_ACTIVITY:_
Each line of the data holding "face" should be found and copied.

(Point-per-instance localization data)
::::::

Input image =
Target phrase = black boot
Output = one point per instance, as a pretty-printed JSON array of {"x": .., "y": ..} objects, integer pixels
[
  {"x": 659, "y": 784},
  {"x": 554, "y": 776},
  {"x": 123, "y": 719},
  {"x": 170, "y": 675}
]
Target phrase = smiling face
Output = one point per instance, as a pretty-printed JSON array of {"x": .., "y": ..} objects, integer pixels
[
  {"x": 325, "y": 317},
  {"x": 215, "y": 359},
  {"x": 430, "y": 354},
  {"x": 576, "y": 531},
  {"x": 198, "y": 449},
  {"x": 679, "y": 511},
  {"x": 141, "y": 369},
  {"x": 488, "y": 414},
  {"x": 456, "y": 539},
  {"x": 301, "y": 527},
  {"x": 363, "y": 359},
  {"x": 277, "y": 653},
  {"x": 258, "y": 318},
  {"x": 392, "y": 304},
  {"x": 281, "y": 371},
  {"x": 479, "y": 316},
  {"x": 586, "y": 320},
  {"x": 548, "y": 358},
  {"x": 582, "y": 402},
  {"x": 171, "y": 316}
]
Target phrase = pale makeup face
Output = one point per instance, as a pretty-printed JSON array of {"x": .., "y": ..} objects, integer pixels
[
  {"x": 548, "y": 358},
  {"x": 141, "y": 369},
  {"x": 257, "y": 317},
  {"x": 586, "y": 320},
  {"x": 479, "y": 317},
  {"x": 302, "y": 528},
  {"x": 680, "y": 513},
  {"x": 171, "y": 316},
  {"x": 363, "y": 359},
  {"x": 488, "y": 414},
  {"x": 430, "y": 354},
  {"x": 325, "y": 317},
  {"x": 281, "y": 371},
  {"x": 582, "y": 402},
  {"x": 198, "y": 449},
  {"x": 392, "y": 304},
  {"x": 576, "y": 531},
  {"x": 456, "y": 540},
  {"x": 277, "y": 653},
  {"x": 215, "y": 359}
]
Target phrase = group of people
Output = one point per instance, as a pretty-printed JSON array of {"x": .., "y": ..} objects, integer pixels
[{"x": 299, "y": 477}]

::::::

_EXERCISE RESPONSE:_
Target phrase = smiling face
Target phrase = pale makeup face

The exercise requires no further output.